## STATED EXERCISE
Gather every line in the entries below that contains the word "floor", treating uppercase and lowercase as different.

## LISTING
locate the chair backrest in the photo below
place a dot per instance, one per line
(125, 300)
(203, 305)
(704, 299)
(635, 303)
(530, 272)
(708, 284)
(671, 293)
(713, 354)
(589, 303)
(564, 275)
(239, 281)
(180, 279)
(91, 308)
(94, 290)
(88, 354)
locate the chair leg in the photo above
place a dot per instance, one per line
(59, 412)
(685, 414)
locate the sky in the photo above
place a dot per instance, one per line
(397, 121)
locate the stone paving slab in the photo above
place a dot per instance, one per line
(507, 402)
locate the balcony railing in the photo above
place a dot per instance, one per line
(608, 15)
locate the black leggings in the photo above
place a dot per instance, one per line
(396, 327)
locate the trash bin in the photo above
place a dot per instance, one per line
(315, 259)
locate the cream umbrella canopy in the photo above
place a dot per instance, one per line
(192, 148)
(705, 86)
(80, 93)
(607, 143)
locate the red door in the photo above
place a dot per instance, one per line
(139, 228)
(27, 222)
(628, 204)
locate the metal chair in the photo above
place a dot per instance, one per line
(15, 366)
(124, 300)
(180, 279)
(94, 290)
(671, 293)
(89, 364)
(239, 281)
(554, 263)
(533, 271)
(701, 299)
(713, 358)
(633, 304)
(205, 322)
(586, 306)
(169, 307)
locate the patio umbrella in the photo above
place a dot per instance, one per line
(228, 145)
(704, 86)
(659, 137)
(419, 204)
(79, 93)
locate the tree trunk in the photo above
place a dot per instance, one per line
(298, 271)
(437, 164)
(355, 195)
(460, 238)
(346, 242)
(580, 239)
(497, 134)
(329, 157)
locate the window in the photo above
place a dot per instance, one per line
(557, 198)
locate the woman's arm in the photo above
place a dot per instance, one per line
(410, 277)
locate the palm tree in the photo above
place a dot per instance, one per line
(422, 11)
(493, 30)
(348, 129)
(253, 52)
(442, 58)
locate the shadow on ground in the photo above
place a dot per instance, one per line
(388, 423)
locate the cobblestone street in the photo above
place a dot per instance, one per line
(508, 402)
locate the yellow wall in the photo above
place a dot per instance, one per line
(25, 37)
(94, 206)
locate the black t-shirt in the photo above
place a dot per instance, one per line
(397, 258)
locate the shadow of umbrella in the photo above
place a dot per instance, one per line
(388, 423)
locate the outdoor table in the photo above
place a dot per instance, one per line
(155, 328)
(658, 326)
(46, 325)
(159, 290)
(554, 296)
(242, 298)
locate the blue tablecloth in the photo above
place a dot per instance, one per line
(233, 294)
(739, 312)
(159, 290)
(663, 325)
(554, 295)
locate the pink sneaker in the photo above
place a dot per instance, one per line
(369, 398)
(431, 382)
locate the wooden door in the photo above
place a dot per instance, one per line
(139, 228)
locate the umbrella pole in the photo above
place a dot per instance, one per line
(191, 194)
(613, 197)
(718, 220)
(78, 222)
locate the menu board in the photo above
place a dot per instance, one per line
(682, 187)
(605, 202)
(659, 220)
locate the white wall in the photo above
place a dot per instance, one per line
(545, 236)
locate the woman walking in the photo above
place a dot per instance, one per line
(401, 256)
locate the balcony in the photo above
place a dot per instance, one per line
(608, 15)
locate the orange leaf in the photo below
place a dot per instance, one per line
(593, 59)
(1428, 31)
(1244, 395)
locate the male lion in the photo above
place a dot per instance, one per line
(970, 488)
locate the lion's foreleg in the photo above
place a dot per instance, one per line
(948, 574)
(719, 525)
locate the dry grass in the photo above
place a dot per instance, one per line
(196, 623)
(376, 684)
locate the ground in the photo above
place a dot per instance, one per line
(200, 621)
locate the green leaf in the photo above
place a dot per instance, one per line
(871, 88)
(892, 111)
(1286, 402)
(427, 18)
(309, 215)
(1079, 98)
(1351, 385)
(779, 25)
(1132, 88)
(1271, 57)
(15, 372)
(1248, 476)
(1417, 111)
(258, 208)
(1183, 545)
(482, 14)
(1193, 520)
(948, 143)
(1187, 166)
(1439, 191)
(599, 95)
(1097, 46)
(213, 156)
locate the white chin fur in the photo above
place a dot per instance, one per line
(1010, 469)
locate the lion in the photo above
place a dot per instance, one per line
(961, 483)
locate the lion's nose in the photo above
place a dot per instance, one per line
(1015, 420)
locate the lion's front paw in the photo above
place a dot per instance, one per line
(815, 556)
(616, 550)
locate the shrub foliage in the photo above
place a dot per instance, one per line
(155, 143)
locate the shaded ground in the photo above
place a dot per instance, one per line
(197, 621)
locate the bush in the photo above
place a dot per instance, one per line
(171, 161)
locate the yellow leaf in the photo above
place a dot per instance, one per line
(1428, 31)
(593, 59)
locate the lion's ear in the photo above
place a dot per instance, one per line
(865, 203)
...
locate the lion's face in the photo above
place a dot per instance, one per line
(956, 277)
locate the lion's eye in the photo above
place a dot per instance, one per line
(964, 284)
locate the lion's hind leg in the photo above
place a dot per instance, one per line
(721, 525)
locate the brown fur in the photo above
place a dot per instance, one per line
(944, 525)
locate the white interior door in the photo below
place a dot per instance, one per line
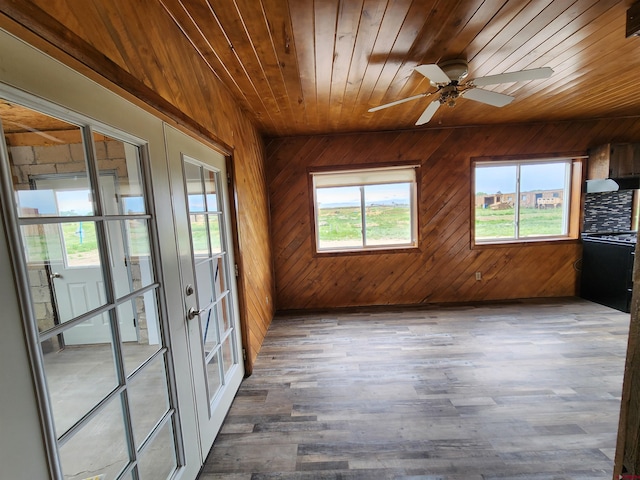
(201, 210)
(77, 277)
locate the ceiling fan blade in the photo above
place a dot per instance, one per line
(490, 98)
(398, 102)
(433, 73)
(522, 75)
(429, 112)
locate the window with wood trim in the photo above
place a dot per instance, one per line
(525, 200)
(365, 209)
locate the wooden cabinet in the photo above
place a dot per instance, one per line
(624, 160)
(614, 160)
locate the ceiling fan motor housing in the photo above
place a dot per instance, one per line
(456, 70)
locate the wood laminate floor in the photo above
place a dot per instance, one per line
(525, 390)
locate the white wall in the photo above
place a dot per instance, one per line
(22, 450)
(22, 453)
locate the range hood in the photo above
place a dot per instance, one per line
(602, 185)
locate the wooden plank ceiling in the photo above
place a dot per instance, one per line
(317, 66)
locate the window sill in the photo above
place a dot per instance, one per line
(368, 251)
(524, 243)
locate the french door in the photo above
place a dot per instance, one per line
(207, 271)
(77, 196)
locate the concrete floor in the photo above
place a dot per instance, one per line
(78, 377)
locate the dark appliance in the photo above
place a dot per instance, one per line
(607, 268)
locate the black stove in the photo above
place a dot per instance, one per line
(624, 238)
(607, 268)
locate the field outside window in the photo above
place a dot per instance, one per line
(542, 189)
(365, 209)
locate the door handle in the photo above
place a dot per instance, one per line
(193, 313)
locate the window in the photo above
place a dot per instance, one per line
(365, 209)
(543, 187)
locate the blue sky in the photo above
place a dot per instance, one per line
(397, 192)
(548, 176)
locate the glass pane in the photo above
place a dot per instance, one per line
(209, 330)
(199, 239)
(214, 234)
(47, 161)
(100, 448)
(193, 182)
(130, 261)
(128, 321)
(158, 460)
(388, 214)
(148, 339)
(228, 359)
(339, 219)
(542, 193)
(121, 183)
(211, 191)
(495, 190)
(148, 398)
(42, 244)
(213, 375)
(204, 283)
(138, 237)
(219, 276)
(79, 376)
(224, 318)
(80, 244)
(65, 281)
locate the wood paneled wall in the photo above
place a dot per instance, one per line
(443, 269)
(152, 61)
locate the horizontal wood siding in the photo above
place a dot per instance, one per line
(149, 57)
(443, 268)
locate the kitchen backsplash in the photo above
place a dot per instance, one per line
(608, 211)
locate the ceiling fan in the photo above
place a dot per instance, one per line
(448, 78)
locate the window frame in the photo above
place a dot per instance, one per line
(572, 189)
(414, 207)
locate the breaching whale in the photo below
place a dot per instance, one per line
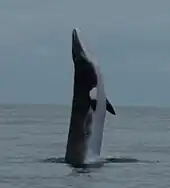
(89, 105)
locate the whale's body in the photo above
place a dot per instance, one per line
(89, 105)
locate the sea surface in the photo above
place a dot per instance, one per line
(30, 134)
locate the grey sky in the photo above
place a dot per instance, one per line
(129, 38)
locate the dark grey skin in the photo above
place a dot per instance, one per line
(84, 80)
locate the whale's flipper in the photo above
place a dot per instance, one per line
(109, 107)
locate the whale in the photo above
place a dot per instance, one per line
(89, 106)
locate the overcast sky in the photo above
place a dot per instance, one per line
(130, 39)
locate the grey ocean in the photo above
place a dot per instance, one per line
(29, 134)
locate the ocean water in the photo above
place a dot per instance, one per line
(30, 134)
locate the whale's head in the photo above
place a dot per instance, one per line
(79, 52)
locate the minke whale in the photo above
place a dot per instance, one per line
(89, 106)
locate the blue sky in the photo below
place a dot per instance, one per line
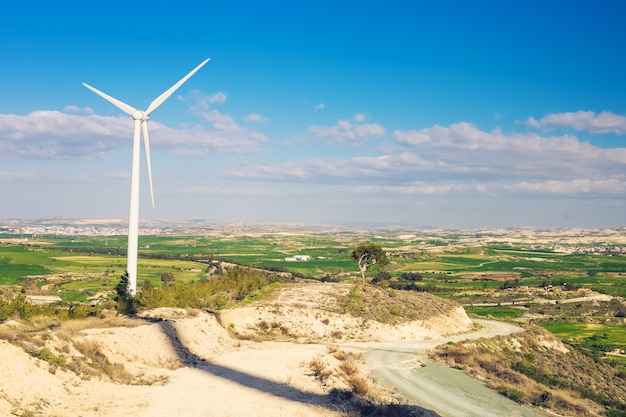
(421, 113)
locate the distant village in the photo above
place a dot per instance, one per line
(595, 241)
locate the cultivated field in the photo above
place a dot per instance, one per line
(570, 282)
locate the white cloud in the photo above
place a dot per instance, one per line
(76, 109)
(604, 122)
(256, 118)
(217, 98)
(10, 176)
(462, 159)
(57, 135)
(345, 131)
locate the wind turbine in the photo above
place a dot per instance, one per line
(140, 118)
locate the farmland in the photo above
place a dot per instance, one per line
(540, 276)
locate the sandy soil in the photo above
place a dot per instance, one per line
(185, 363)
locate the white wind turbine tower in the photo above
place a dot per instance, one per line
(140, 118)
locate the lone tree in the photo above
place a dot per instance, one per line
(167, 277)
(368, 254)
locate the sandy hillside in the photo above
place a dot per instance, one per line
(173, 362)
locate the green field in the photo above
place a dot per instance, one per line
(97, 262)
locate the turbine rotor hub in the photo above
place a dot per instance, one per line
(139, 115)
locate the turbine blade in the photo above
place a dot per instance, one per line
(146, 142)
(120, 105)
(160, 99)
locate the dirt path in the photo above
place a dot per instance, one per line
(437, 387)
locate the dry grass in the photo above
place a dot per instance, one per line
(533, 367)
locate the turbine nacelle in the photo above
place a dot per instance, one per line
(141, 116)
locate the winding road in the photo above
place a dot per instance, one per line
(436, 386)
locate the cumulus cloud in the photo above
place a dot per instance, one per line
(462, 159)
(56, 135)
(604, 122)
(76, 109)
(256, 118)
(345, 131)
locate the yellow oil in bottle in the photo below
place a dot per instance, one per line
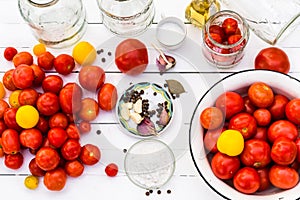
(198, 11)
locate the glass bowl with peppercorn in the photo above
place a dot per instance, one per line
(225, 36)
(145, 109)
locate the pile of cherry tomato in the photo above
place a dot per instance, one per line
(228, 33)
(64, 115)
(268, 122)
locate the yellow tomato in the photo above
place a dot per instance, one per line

## THE REPLY
locate the wood laminate floor in the photo above
locate the concrete floor in the photo above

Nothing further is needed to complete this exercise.